Given request
Exactly reproduce the lines from the one containing "[indicate] the tan flak" through the last line of the data, both ends included, leaving out pictures.

Given information
########

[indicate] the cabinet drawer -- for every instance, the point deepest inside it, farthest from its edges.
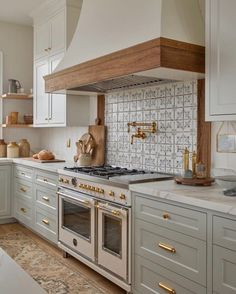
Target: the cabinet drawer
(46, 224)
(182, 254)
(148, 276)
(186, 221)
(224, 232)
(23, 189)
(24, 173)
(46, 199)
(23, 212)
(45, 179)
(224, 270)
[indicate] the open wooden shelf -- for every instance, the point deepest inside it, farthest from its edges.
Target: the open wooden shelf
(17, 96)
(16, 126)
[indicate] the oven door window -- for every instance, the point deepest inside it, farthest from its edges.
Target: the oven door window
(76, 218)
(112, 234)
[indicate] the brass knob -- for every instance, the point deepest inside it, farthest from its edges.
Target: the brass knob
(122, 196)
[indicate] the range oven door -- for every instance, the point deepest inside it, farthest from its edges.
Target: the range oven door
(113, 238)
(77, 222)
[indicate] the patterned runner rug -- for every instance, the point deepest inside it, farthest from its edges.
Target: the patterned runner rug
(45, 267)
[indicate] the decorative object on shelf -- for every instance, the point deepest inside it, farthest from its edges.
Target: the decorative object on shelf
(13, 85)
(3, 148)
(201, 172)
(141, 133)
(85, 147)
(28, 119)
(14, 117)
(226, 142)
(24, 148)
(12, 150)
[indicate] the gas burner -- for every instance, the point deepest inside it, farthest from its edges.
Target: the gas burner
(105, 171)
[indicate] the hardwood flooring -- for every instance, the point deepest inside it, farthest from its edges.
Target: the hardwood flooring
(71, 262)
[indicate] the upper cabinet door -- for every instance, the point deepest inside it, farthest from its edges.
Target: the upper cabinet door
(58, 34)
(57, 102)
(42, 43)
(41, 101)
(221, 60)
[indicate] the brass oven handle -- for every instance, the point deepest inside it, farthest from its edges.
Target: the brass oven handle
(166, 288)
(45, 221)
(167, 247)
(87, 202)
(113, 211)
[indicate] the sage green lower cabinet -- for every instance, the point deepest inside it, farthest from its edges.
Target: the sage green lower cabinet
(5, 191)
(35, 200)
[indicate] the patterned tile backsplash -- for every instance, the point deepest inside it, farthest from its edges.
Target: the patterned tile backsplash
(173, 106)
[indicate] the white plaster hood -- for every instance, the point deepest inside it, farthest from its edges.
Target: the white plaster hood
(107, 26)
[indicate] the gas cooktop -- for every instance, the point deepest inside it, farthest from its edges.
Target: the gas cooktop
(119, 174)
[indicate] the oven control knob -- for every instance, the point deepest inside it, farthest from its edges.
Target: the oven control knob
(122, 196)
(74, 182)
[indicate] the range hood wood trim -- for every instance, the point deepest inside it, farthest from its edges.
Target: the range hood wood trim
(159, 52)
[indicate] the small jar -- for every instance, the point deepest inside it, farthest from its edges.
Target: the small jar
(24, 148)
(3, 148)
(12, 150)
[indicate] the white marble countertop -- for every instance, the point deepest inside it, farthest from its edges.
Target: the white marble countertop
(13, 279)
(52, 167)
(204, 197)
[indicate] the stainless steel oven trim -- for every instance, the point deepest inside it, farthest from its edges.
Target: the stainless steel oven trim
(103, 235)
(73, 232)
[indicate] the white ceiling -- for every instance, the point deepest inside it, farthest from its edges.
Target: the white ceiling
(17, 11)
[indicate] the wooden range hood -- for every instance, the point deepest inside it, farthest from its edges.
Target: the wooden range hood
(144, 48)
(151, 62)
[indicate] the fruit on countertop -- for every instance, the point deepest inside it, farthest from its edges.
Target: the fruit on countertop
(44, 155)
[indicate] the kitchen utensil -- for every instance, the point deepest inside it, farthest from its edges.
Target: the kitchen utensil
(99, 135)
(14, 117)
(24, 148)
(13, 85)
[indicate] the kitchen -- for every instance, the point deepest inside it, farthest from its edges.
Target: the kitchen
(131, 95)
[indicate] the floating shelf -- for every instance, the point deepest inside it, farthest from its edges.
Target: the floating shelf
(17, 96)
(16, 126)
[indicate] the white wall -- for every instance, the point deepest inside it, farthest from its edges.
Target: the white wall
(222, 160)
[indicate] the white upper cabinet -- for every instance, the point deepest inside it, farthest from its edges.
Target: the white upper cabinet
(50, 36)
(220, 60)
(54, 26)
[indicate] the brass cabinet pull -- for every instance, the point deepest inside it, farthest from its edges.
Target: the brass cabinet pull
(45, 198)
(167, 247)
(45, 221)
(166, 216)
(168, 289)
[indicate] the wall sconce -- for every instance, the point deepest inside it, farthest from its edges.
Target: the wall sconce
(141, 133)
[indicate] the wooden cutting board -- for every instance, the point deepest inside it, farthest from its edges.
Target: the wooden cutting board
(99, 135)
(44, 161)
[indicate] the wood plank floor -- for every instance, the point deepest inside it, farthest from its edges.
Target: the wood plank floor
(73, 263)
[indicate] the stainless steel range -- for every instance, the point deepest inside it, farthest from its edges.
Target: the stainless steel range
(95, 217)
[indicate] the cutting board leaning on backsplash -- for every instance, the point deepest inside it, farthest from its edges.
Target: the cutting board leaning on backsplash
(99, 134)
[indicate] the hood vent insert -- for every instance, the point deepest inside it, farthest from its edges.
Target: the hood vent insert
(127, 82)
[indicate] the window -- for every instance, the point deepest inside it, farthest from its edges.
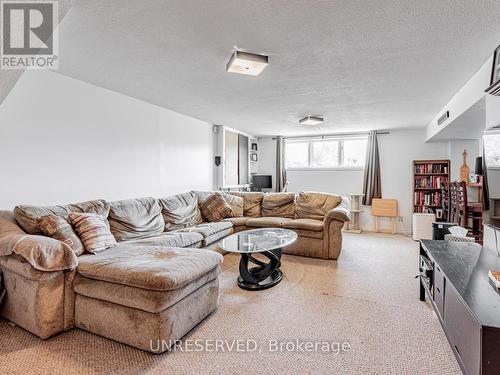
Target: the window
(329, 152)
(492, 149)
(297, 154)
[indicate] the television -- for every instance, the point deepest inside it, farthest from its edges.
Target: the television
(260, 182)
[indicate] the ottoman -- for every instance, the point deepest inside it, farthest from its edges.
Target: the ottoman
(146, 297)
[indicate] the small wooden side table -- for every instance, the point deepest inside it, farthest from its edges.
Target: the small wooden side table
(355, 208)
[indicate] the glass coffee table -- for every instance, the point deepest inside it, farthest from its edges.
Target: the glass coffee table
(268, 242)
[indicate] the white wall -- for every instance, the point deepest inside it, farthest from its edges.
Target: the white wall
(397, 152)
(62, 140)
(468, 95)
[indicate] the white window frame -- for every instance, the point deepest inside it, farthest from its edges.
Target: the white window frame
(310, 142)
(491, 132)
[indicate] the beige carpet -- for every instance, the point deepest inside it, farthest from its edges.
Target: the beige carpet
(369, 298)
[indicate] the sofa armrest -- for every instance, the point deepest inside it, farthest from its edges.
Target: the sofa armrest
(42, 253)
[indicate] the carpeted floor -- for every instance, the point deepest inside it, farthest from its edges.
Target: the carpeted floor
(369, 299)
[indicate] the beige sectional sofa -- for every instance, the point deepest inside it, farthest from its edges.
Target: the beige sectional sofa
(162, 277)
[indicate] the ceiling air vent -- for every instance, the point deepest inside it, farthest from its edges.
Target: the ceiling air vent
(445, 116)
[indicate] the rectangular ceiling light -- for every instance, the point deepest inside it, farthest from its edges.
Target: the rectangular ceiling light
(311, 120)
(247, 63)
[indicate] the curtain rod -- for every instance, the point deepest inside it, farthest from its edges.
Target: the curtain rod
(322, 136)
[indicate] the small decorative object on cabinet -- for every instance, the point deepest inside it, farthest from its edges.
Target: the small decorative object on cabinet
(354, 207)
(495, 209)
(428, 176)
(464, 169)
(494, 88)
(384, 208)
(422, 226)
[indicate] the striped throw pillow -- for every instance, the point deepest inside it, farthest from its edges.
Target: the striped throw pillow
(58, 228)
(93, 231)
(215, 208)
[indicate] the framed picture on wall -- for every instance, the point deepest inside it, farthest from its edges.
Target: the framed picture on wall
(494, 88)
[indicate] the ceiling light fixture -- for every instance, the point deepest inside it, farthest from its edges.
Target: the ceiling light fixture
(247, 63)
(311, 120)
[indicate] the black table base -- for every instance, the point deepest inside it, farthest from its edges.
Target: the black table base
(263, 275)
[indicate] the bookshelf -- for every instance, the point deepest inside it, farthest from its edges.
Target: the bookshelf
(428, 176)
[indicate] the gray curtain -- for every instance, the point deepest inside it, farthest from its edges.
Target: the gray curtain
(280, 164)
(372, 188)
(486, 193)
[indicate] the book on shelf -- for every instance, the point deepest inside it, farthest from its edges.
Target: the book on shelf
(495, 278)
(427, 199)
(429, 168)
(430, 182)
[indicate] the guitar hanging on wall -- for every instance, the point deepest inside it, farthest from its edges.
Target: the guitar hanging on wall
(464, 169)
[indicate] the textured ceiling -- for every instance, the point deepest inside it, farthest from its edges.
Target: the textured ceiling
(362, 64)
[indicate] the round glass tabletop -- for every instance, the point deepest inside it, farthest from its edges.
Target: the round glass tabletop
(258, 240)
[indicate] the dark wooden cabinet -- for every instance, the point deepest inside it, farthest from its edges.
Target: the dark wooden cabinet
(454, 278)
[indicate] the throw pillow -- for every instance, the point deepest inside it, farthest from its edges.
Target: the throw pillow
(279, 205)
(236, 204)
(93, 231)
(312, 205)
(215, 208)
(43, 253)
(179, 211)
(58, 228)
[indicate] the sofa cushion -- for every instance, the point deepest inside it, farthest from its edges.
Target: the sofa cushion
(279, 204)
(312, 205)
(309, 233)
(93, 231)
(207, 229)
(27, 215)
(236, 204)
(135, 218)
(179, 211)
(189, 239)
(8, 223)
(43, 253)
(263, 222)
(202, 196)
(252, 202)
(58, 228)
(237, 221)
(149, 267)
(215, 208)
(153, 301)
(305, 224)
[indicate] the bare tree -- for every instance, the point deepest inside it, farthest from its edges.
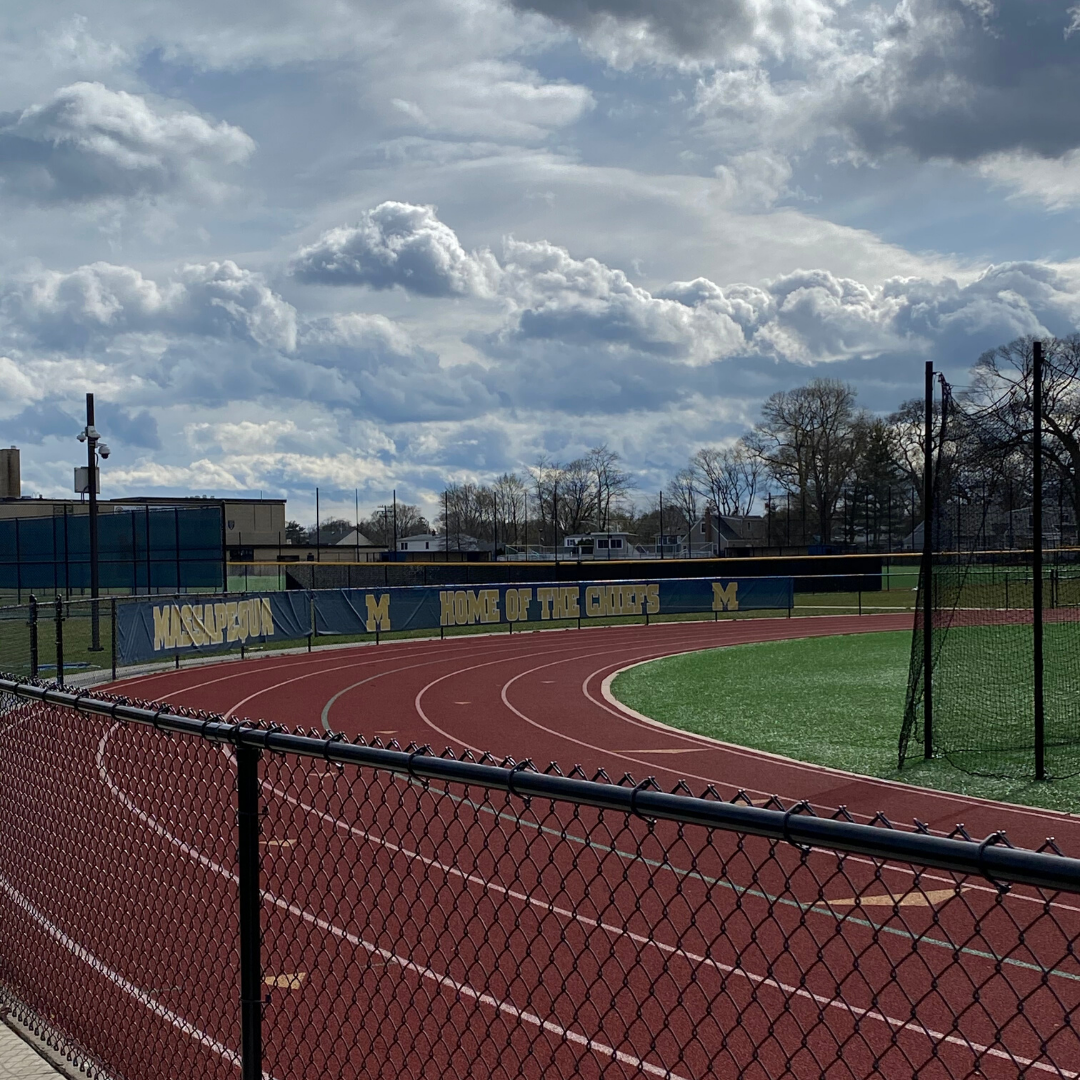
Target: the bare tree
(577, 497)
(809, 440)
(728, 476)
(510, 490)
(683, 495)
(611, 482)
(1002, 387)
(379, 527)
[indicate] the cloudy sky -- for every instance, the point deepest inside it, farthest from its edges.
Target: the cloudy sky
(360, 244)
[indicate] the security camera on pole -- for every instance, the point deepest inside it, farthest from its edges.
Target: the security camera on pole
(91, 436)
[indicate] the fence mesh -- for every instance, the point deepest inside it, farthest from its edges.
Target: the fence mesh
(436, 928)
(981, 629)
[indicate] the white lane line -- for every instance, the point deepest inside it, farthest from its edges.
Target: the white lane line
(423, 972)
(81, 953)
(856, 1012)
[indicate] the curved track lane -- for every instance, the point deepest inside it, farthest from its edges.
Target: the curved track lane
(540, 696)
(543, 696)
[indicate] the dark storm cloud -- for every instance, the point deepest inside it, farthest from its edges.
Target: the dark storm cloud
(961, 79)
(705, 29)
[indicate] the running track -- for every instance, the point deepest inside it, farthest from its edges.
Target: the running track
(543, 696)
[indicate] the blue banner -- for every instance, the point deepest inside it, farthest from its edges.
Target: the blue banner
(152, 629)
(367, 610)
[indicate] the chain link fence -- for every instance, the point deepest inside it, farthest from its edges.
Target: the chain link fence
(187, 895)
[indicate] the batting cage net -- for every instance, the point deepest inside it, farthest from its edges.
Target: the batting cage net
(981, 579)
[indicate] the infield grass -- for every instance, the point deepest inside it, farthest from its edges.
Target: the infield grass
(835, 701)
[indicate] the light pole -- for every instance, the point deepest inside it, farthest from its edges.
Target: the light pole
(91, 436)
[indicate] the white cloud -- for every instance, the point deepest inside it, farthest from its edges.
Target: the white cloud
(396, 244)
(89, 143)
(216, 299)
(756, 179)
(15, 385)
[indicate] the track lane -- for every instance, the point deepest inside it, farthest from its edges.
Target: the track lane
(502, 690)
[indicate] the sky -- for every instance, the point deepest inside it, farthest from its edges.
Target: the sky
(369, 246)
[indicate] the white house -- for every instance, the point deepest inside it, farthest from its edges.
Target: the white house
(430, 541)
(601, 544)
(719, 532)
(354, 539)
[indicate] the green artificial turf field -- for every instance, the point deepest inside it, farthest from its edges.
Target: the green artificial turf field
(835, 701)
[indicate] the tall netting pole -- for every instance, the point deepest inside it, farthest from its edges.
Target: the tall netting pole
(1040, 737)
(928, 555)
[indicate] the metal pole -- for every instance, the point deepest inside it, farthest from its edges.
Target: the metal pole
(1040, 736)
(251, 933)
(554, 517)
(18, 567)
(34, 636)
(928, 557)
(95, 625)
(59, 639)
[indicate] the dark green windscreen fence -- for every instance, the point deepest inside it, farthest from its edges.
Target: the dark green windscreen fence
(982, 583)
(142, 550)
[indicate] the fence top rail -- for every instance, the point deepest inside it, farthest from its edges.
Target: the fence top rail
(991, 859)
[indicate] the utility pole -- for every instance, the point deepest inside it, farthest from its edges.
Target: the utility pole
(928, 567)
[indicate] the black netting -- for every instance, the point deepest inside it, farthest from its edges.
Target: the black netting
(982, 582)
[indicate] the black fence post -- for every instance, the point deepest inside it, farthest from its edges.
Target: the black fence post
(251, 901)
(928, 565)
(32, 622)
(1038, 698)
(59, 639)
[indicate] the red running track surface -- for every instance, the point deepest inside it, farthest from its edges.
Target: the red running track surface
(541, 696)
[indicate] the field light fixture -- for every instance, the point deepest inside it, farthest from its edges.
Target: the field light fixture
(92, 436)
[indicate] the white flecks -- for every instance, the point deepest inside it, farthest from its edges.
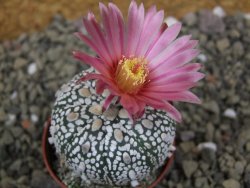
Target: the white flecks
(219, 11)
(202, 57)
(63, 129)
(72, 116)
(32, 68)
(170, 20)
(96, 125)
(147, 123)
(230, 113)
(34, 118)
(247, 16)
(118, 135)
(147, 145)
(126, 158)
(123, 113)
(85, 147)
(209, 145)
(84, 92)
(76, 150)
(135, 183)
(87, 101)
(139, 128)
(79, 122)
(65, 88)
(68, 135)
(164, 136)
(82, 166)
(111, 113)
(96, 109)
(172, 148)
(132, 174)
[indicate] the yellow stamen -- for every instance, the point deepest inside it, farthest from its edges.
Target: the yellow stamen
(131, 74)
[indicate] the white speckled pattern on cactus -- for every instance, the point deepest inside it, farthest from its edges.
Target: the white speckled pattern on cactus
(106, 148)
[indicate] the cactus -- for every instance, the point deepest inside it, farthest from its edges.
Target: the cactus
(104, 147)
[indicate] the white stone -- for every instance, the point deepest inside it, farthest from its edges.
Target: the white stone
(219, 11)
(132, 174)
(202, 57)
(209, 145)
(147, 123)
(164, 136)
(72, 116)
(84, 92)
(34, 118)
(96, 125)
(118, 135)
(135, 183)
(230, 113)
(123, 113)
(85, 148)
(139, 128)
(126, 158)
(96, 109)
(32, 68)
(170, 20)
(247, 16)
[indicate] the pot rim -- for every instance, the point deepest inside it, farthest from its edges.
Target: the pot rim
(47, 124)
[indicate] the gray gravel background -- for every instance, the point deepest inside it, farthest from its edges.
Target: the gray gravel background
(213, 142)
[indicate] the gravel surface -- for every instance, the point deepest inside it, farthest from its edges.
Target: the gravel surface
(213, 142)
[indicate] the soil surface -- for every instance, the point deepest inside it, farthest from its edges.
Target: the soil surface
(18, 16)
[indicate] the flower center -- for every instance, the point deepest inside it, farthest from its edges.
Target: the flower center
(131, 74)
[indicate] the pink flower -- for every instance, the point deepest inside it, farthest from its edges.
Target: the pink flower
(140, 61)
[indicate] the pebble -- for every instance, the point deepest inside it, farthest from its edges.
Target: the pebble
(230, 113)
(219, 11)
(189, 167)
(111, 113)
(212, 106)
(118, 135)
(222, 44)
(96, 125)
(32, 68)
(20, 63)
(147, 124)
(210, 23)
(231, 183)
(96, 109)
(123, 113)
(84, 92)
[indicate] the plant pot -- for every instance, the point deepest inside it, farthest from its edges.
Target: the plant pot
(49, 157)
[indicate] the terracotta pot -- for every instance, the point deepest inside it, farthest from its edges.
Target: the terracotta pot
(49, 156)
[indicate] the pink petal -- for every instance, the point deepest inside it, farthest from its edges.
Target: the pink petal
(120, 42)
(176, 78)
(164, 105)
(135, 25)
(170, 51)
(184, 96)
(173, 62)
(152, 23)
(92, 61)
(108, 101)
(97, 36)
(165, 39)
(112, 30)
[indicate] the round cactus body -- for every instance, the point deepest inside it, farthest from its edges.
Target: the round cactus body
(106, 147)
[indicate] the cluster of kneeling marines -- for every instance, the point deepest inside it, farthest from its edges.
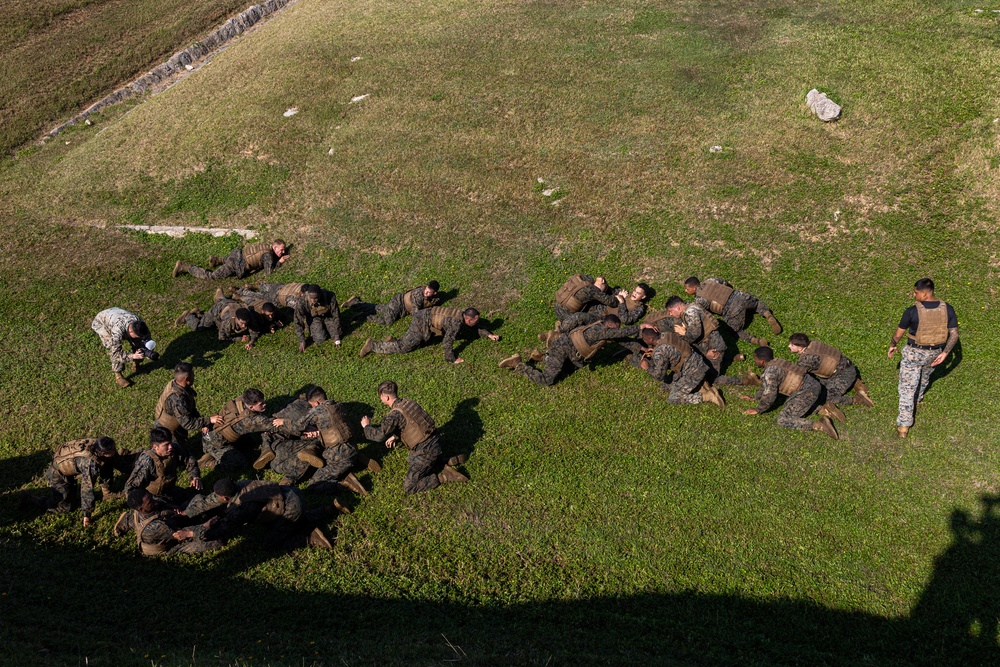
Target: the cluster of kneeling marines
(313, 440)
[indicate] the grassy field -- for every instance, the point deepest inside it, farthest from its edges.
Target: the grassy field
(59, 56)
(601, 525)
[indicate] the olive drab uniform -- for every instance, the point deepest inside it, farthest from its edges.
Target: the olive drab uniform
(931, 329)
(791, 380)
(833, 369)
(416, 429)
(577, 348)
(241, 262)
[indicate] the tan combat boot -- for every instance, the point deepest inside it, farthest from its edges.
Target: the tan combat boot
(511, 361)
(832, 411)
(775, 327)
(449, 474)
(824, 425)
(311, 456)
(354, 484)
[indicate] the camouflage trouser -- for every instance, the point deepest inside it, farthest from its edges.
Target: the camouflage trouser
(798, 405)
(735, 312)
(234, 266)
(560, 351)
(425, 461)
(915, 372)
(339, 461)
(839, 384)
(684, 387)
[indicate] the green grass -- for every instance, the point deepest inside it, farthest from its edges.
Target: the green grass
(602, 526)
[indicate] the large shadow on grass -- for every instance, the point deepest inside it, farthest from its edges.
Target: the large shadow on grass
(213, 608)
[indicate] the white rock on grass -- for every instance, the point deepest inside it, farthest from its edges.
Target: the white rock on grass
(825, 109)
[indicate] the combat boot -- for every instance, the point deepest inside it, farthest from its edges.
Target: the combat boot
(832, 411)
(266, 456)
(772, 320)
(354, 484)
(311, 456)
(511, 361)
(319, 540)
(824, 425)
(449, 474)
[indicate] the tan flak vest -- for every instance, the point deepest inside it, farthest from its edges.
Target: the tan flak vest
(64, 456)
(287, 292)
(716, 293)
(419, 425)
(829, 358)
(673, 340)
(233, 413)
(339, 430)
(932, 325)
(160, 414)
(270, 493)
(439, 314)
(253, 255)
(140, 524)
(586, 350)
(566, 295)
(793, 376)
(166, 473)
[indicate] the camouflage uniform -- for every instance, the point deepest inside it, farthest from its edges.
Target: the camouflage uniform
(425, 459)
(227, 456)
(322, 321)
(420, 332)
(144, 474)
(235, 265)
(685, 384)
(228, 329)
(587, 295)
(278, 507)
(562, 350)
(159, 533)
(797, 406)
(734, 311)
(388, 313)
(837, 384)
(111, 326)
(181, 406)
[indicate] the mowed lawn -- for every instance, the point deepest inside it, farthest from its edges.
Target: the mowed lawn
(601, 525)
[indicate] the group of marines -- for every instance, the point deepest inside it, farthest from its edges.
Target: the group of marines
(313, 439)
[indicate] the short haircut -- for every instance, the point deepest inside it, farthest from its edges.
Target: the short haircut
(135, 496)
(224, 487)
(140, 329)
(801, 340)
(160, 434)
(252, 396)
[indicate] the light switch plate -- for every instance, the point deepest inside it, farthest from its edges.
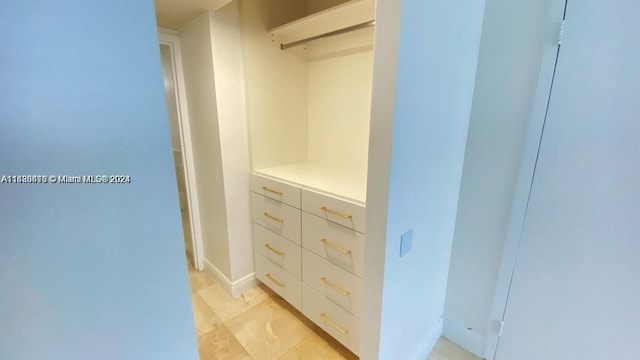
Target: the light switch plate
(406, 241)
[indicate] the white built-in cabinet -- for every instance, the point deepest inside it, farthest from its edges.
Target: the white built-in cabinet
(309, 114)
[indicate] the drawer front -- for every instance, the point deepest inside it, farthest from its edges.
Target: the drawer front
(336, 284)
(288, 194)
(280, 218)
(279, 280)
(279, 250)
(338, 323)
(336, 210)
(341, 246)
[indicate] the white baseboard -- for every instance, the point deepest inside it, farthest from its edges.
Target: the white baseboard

########

Output for this exercise
[indicate] the tan flak vest -- for every instance, the point deepest inside it, farthest from its edges.
Target: the tan flak vest
(64, 456)
(287, 292)
(716, 293)
(419, 425)
(829, 358)
(673, 340)
(233, 413)
(339, 430)
(932, 325)
(160, 414)
(270, 493)
(439, 314)
(253, 255)
(140, 524)
(586, 350)
(566, 295)
(793, 376)
(166, 473)
[indicate] the camouflage uniform -- for every instance, the point deepest inside it, farthest from its edges.
Target: the camouflage uniform
(425, 459)
(227, 456)
(322, 321)
(420, 332)
(144, 474)
(235, 265)
(685, 384)
(228, 329)
(587, 295)
(278, 507)
(562, 350)
(159, 533)
(797, 406)
(734, 311)
(388, 313)
(837, 384)
(111, 326)
(181, 406)
[indicate] the mowed lawn -- for every instance, the point deepest inside it, farthest from its edges.
Target: the mowed lawn
(601, 525)
[indicate] the group of marines -- for every instance, the point deepest inside it, farthest from its edges.
Target: the group of marines
(313, 439)
[indicate] the short haircut -- for every instance, the point deepest inside it, farthest from its edges.
Target: the short haircut
(135, 496)
(224, 487)
(140, 329)
(801, 340)
(160, 434)
(252, 396)
[indicate] the light switch plate -- for every instance, the point deepest inside it, farthest from its edges.
Target: the light switch plate
(406, 241)
[indicate] the white built-in cabinet -- for every instance, the point deepest inside it, farthest from its edges.
Target: the white built-in cabinet
(309, 114)
[indicate] the drawer front -- for every instance, the point deepest inside it, farthest from its edges.
Target: the drawer front
(336, 284)
(288, 194)
(280, 218)
(279, 280)
(279, 250)
(338, 323)
(336, 210)
(341, 246)
[indicate] the white baseboard -- for every instance, the point deepest inside it, farthest from its edges.
Target: the white baseboard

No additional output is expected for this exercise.